--- BEGIN Exercise material ---
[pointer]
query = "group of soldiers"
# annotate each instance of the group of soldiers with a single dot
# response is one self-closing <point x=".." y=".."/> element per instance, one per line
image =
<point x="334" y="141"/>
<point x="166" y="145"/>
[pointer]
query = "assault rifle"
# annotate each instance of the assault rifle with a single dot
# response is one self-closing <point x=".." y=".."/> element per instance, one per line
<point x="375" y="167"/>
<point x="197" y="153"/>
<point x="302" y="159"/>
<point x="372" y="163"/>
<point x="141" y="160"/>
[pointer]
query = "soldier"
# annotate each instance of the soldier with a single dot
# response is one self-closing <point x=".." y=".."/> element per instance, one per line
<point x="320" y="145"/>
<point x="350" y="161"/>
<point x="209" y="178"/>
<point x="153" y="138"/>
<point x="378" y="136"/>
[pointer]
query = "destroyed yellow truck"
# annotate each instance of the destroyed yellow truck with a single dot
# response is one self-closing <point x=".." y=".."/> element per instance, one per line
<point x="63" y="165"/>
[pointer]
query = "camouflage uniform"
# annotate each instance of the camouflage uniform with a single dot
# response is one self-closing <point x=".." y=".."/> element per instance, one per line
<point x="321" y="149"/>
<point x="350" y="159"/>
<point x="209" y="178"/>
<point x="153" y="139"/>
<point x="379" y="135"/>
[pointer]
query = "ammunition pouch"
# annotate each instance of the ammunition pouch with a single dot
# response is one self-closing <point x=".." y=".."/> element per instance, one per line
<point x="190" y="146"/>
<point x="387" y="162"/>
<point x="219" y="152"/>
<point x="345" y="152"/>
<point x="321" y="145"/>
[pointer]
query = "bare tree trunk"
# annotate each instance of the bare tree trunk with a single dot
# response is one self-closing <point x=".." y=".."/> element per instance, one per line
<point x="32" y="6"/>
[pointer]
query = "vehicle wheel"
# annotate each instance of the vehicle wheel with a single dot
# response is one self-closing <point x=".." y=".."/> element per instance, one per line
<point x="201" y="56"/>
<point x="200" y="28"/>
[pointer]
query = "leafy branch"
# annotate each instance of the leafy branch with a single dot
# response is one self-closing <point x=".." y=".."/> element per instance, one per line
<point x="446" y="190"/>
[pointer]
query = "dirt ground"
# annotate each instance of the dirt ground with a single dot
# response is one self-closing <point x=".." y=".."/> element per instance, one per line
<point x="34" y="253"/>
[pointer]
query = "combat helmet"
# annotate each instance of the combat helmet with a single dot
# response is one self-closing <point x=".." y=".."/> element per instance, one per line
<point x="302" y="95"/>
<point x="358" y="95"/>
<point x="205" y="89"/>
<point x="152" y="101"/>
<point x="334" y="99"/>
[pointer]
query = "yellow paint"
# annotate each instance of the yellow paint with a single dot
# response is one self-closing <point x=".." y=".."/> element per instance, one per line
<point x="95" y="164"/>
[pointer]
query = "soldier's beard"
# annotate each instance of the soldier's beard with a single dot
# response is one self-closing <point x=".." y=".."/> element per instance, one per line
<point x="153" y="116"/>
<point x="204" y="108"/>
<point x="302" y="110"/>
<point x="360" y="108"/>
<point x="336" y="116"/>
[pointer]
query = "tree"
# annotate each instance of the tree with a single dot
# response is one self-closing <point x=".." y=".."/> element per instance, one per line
--- END Exercise material ---
### Work to complete
Transcribe each record exactly. Leave nothing out.

### Response
[pointer]
query = "group of soldiers"
# annotate each instance of the group of soldiers with a single dot
# response is one self-closing <point x=".." y=".."/> element per instance, one per line
image =
<point x="334" y="141"/>
<point x="166" y="145"/>
[pointer]
query = "assault rifle"
# annotate each instance of the assault rifle with a single dot
# response is one self-closing <point x=".." y=".."/> element per instance, one per line
<point x="375" y="167"/>
<point x="197" y="153"/>
<point x="302" y="159"/>
<point x="372" y="163"/>
<point x="141" y="160"/>
[pointer]
query = "soldier"
# annotate each instance of the soldier with a single dot
# response is one self-closing <point x=".." y=".."/> element per instance, one per line
<point x="320" y="145"/>
<point x="350" y="161"/>
<point x="209" y="178"/>
<point x="153" y="138"/>
<point x="378" y="136"/>
[pointer]
query = "destroyed yellow truck"
# annotate each instance of the destroyed yellow truck with a single dot
# response is one self-closing <point x=".." y=".."/> element per instance, one per line
<point x="63" y="165"/>
[pointer]
query = "camouflage uniform"
# annotate each instance of the camouflage uniform with a single dot
# response is one self-closing <point x=".." y=".."/> element per instance, one per line
<point x="321" y="149"/>
<point x="350" y="159"/>
<point x="209" y="178"/>
<point x="153" y="139"/>
<point x="379" y="135"/>
[pointer]
query = "ammunition pouch"
# annotate each instance of the ammunition pouch with a single dot
# response is one self-closing <point x=".." y=".."/> element per instance, one per line
<point x="190" y="146"/>
<point x="387" y="162"/>
<point x="219" y="152"/>
<point x="345" y="152"/>
<point x="321" y="145"/>
[pointer]
query = "bare tree trunk"
# annotate each instance of the bare tree trunk with a single dot
# response is one self-closing <point x=".." y=".."/> element per instance, one per line
<point x="32" y="6"/>
[pointer]
query = "vehicle wheel"
# annotate each instance of the vehicle wheel with a single dot
# response is one self-closing <point x=".." y=".."/> element per instance, one per line
<point x="201" y="56"/>
<point x="200" y="28"/>
[pointer]
query = "leafy branch"
# annotate each instance of the leafy branch with a single dot
# response is one self-closing <point x=".." y=".."/> element per instance, one per line
<point x="446" y="190"/>
[pointer]
query = "dirt ground"
# annotate each instance of the dirt ground with a single dot
# response is one self-closing <point x=".." y=".."/> element per instance, one per line
<point x="34" y="253"/>
[pointer]
query = "combat helmet"
# annotate each instance of the combat helmet with a single dot
# response is one self-closing <point x=".." y=".."/> element per instance, one per line
<point x="302" y="95"/>
<point x="358" y="95"/>
<point x="205" y="89"/>
<point x="152" y="101"/>
<point x="334" y="99"/>
[pointer]
query = "yellow paint"
# annotate each instance of the yellow paint with a single dot
# response is one self-closing <point x=".." y=".."/> element per instance, one per line
<point x="95" y="164"/>
[pointer]
query = "soldier's beard"
# annotate each instance of the soldier's beard with a single dot
# response is one self-closing <point x=".." y=".."/> element per instance, one per line
<point x="153" y="116"/>
<point x="204" y="108"/>
<point x="302" y="110"/>
<point x="360" y="108"/>
<point x="336" y="116"/>
[pointer]
query = "tree"
# annotate each instance of the tree with a single dot
# response is one self-closing <point x=".." y=".."/> element per instance, one per line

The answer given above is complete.